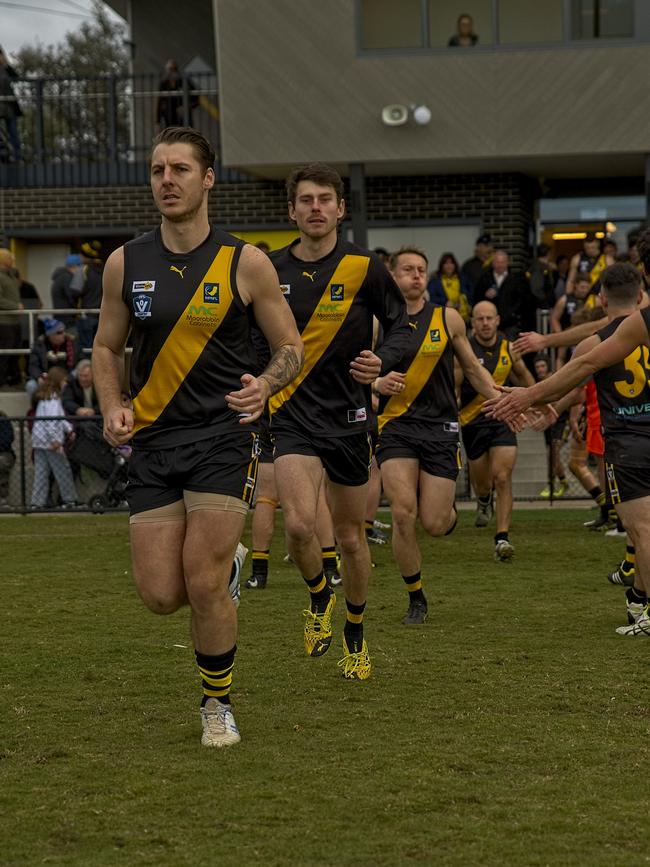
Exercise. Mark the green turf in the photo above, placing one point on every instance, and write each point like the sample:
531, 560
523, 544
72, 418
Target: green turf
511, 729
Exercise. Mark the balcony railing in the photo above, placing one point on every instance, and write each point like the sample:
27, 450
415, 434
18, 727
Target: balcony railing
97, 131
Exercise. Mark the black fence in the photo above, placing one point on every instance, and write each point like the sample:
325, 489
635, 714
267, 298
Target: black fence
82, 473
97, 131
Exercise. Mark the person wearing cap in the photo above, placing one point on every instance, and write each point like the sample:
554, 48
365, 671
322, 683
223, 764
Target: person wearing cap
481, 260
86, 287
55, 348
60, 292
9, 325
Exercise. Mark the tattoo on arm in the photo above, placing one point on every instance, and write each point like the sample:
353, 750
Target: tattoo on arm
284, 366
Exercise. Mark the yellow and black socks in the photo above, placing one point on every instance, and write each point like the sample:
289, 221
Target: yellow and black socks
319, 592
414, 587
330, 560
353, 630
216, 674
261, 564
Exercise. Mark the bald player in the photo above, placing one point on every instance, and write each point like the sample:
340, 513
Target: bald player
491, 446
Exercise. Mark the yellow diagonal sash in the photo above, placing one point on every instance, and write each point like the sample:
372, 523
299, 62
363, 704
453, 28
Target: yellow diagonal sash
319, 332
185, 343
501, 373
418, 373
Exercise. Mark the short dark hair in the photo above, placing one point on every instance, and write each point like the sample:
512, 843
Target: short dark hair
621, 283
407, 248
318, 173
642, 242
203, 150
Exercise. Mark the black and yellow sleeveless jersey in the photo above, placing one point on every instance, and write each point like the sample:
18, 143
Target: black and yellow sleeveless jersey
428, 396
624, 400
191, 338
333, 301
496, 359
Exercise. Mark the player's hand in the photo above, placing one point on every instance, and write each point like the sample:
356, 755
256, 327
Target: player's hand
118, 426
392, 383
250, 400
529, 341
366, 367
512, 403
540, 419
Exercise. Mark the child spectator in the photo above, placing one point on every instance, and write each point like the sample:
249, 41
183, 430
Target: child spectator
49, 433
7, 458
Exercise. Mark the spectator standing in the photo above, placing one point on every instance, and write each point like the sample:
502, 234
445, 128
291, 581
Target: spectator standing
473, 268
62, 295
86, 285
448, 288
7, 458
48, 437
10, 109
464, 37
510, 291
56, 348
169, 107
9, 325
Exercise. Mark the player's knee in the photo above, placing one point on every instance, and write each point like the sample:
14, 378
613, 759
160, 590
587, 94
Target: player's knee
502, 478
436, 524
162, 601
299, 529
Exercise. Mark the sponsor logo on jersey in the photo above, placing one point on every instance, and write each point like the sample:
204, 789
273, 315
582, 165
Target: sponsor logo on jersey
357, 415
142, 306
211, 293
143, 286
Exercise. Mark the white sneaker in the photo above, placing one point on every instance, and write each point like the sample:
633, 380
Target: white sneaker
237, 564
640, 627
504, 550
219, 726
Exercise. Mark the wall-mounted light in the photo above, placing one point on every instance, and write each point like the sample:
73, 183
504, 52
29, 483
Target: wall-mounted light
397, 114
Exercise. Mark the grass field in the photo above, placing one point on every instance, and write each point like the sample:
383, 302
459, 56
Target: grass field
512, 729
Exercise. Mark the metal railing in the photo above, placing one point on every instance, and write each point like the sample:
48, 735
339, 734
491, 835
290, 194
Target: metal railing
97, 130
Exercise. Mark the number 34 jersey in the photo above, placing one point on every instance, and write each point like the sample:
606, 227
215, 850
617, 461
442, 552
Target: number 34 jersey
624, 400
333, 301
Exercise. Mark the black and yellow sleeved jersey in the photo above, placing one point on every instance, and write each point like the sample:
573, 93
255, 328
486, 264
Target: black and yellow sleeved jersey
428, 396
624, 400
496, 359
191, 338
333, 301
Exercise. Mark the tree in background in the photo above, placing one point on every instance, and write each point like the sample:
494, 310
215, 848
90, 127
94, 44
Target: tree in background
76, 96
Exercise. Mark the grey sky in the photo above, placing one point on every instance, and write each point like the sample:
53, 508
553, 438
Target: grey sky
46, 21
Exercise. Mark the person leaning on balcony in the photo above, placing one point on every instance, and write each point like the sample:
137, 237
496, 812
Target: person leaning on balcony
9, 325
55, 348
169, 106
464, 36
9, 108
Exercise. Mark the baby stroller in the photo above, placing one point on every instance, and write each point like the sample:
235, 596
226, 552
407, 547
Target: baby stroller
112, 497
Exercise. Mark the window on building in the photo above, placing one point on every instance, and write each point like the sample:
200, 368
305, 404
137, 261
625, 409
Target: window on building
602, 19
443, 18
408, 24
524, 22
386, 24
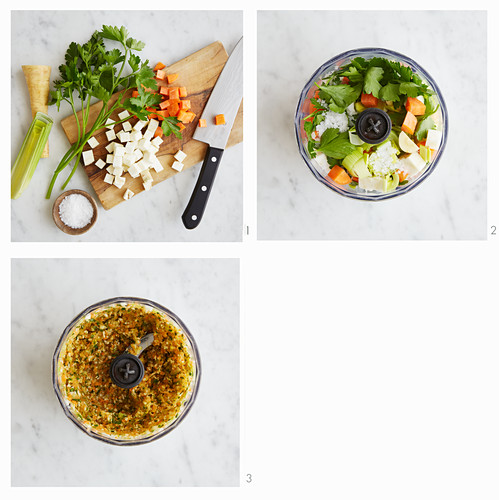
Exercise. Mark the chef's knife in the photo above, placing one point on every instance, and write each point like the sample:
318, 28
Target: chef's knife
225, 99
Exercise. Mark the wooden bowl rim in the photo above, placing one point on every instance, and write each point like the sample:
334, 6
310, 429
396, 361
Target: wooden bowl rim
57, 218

_What the task requires_
Transcribe all of the rows above verbatim, leaving out the pictures.

_Exercise answer_
Exercise. Mark the green turf in the photo above, placing one point on every instance, and write each point like the sample:
531, 560
523, 544
72, 418
Target: green turf
511, 729
Exercise. Mark the balcony railing in the photo above, placing one point on every instance, and write each point like the sample:
27, 450
415, 434
18, 727
Target: balcony railing
97, 131
Exercise. Mark the black fence in the photo above, placing one point on every instance, and write each point like the sample:
325, 489
635, 714
267, 298
Target: black fence
82, 473
97, 131
Exercise. Mark the person wearing cap in the photo above, placing one point on every instance, and write each point like the sample:
554, 48
365, 671
322, 683
223, 764
Target: person wearing cap
481, 260
86, 287
55, 348
60, 292
9, 325
Exercise. Mark the tattoo on arm in the photo above, placing one point on every instance, and write each point like the sample:
353, 750
Target: tattoo on arm
284, 366
Exercise. Mark the yellow and black socks in the photo above, placing one point on every instance, and write each point like the sample:
289, 221
Target: yellow and black socks
319, 592
414, 587
330, 560
353, 630
216, 674
261, 564
Exercise. Mark the bald player in the photo above, placing one point on every instance, and write each point like the sample:
340, 513
Target: bald player
491, 446
Exercise. Mark the yellow diagonal sash in the photo above, placing one point on every instance, and write each point like the sample:
372, 523
299, 62
363, 704
453, 28
Target: yellow diagonal sash
319, 332
185, 343
501, 373
418, 373
Exercise. Mark the short dark hair in the photo above, placing one point on every instance, and write each point like the sample:
512, 843
Target: short dark hair
621, 283
407, 248
318, 173
642, 242
203, 150
Exercise. Mark the black and yellow sleeveless jersey in the photo above, placing one point on every instance, and write each point like the sample:
18, 143
Target: black and yellow sleeveless jersey
428, 396
624, 400
191, 338
333, 301
496, 359
Exercise. Mark the player's hand in the photo above, placing one point on every instance, and write each point like the sample:
356, 755
256, 327
Target: player's hand
118, 426
392, 383
250, 400
529, 341
366, 367
512, 403
540, 419
Exercise. Mark the child spectator in the photo above, placing one point on every instance, and write each point like the sample:
249, 41
183, 430
Target: child spectator
49, 433
7, 458
Exercise. Mark the spectator standing in the photo above, placing one point on every instance, and write each point like the sample:
502, 234
445, 128
291, 581
Target: spectator standing
473, 268
62, 295
86, 285
448, 288
7, 458
48, 437
10, 109
464, 37
510, 291
56, 348
169, 107
9, 325
Exercise. Mark the player's knee in the photo above, placing one point on every instance, and write each point like the sample:
14, 378
613, 759
160, 590
587, 94
Target: player's knee
502, 478
436, 524
162, 601
299, 529
Exercise. Mark the sponsor logo on jersey in the photo above, placing one point on every instance, and write each point like the sample:
204, 789
273, 315
582, 165
Target: sponsor logo on jersey
357, 415
142, 306
211, 293
143, 286
Exercise. Mark the white sneaker in the photo above, placing one point on every instance, and write each point like the sample:
633, 380
Target: white sneaker
237, 564
640, 627
504, 550
219, 726
Exercise. Mark the wall-mounted light in the photo above, placing one point on every instance, and write each point like the sample:
73, 183
504, 52
29, 483
Target: wall-mounted light
397, 114
Exercise. Mark the grass field in the photo above, placing one point on every instance, and write each point like the sample:
383, 302
459, 56
Target: grass field
512, 729
Exercise. Mark the metal railing in the photo above, placing one point on every instance, and write each point like the sample:
48, 735
339, 734
491, 835
290, 194
Target: metal railing
97, 130
Exercise. Mark the number 34 jersey in the photo above, placing one point on every instance, and write each point like the sample:
606, 227
215, 850
617, 461
442, 552
Target: number 34 jersey
624, 400
333, 301
Exercise. Mark the black and yellow sleeved jersey in the photo above, placing one point on every instance, and write each point like the sample:
573, 93
255, 328
486, 264
Target: black and yellow sleeved jersey
428, 396
624, 400
496, 359
191, 338
333, 301
Exercise. Mark the tree in background in the photo above, placing one point on every instance, and write each point like the sample:
494, 310
215, 848
90, 127
94, 44
Target: tree in background
76, 96
Exercise. Mark the grey sky in the photo above, placing one point on every instance, and write each point like the sample:
53, 508
553, 438
Target: grey sky
46, 21
Exercise. Mark the person leaning on balcony in the photo above, placing one point on every instance, and write each point like the sample:
137, 237
496, 812
Target: person leaning on balcony
9, 325
55, 348
169, 106
464, 36
9, 108
Exercise. Mark the baby stroller in the photo above, placing one point on every instance, and write each point like the sample:
235, 596
226, 552
407, 547
Target: baby stroller
112, 497
Exercise. Mark the window on building in the photo above, placing one point on every instance, and write each point like the sample:
200, 368
305, 404
137, 261
625, 409
Target: window on building
602, 19
443, 18
408, 24
524, 22
386, 24
Exercise. Mark the chef's knife in the photo above, placing one point on every instance, and write each point like the sample:
318, 28
Target: chef's knife
225, 99
Exercise. Mark the wooden bowl rim in the photo above, placing one point on every instance, and write each point like the sample:
334, 6
310, 429
396, 361
Target: wooden bowl rim
57, 218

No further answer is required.